#### [Exercise directions]
Repeat the data below exactly. Include each line.

Stored data entries

# # # # #

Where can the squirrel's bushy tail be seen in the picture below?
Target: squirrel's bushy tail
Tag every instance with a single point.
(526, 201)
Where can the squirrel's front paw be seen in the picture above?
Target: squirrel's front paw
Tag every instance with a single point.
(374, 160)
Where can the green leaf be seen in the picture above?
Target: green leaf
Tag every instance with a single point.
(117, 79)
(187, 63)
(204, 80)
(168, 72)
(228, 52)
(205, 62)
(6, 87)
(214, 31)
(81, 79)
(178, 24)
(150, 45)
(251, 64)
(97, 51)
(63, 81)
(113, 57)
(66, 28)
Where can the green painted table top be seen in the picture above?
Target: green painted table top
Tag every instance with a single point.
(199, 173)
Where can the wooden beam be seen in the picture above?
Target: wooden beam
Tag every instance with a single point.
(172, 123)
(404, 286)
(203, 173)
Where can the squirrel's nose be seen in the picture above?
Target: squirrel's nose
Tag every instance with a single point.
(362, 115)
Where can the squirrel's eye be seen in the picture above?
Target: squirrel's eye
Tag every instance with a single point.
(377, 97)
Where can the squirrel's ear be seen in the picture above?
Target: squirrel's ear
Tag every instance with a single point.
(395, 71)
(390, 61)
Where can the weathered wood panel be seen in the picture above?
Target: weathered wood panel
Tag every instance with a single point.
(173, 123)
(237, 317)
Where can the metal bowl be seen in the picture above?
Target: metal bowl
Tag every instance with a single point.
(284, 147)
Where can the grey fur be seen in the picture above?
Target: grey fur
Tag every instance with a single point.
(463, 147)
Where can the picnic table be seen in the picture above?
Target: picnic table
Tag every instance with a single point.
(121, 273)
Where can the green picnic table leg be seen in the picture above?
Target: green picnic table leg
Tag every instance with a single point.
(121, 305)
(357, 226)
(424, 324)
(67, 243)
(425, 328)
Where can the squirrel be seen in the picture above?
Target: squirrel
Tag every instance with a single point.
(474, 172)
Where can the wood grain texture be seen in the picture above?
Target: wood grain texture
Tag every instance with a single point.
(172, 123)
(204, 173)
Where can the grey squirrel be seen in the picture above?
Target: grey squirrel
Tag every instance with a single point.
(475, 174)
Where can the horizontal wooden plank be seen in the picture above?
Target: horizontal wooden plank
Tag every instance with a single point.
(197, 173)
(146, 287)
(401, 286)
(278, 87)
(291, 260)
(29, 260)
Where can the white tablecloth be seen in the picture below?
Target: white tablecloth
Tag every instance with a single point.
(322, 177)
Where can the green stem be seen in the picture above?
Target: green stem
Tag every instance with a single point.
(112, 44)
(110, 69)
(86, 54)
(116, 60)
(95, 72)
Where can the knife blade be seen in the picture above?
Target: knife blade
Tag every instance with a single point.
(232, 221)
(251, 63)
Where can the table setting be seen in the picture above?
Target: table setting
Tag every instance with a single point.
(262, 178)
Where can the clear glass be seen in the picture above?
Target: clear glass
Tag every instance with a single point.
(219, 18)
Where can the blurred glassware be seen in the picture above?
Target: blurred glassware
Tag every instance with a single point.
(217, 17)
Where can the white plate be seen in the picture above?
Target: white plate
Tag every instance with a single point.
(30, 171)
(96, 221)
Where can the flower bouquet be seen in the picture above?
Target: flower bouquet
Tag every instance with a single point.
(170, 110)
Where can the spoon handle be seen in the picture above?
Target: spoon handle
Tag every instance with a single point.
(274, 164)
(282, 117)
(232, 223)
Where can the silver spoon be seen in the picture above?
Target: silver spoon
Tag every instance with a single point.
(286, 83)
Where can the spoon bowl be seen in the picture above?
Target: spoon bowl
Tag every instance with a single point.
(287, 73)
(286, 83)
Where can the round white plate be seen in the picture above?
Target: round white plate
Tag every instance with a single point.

# # # # #

#### [Written answer]
Where can the squirrel's bushy tail be seen in the picture below?
Target: squirrel's bushy tail
Tag every instance with a single point.
(526, 201)
Where can the squirrel's front paw be seen in the picture above?
Target: squirrel's front paw
Tag every instance with a single point.
(374, 160)
Where can the green leaf be seen in the picture above?
Target: green leaf
Tag every instance with a single point.
(117, 79)
(187, 63)
(204, 80)
(168, 72)
(228, 52)
(205, 62)
(6, 87)
(214, 31)
(81, 79)
(178, 24)
(150, 45)
(251, 64)
(97, 51)
(63, 81)
(113, 57)
(66, 28)
Where can the green painted table top be seen in the picture above?
Target: green painted table top
Tag every instance with a single point.
(199, 173)
Where can the wooden beam be seen in the picture above?
Target: wooden beam
Tag every instance with a single point.
(172, 123)
(404, 286)
(203, 173)
Where can the squirrel's nose be seen in the picture above?
Target: squirrel's nose
Tag every instance with a single point.
(362, 115)
Where can the squirrel's eye be seen in the picture above?
Target: squirrel's eye
Tag every instance with a single point.
(377, 97)
Where can the squirrel's ear be seen in the picture above?
Target: squirrel's ear
Tag every instance with a single point.
(395, 71)
(390, 61)
Where can the weathered wood panel be seen in the picture above?
Target: weathered wood panel
Tag every instance with a single point.
(173, 123)
(237, 317)
Where can the metal bowl be seen in the picture above?
Target: metal bowl
Tag every instance with a single point.
(284, 147)
Where can the grey fur be seen in the picture above?
Target: grey fur
Tag every instance with a single point.
(463, 147)
Where can the picnic table be seen in the picture above?
Target: picnic table
Tag every instance with a single point.
(121, 273)
Where can the green picnic table leg be seen in the picture above?
Target: green picnic table leg
Tag every instance with a single point.
(121, 305)
(357, 226)
(424, 324)
(67, 243)
(425, 328)
Where can the squirrel be seen in the picture above?
Target: squirrel
Tag every instance with a single point.
(474, 172)
Where can the wood grain texture be seen in the picture above?
Target: wood grain texture
Tag every instance with a single point.
(172, 123)
(204, 173)
Where can the grey squirrel be seen in the picture above?
Target: grey squirrel
Tag every instance with a single point.
(475, 174)
Where can the horizontal wooden plank be seen in the picture above?
Target: horizontal wooden plank
Tag every instance with a single point.
(197, 173)
(146, 287)
(401, 286)
(278, 87)
(291, 260)
(29, 260)
Where can the white tablecloth be seen in the picture below?
Target: white tablecloth
Tag every instance with a single point.
(322, 177)
Where can the green stem be seen in the picture above?
Target: green stem
Tag every instance with a single point.
(112, 44)
(110, 69)
(86, 54)
(116, 60)
(95, 72)
Where can the knife blade be seen in the picture above?
Target: knife blade
Tag every instance with a single point.
(232, 221)
(251, 63)
Where can the table setting be seen in the picture above?
Target: table setting
Tag every instance with a single point.
(262, 178)
Where can the clear glass be seen in the picture above?
Target: clear glass
Tag every instance with a single point.
(219, 18)
Where can the blurred glassware be seen in the picture above?
Target: blurred glassware
Tag every instance with a single point.
(217, 17)
Where can the white plate be seen in the picture above?
Target: white plate
Tag every instance with a single point.
(30, 171)
(96, 221)
Where can the flower bouquet be seen in the picture above?
Target: flower bouquet
Tag every instance with a single point.
(170, 110)
Where can the spoon handle be seen in the picture above?
Target: spoon handle
Tag every instance with a single point.
(274, 164)
(282, 117)
(232, 223)
Where can the silver spoon be seen in the picture above?
Target: silver spoon
Tag every instance with a single point.
(286, 83)
Where can the spoon bowl be seen in the picture above?
Target: spoon bowl
Tag every instance with a single point.
(287, 73)
(286, 83)
Where can the round white plate be seen in the picture above?
Target: round white plate
Tag every instance with a single point.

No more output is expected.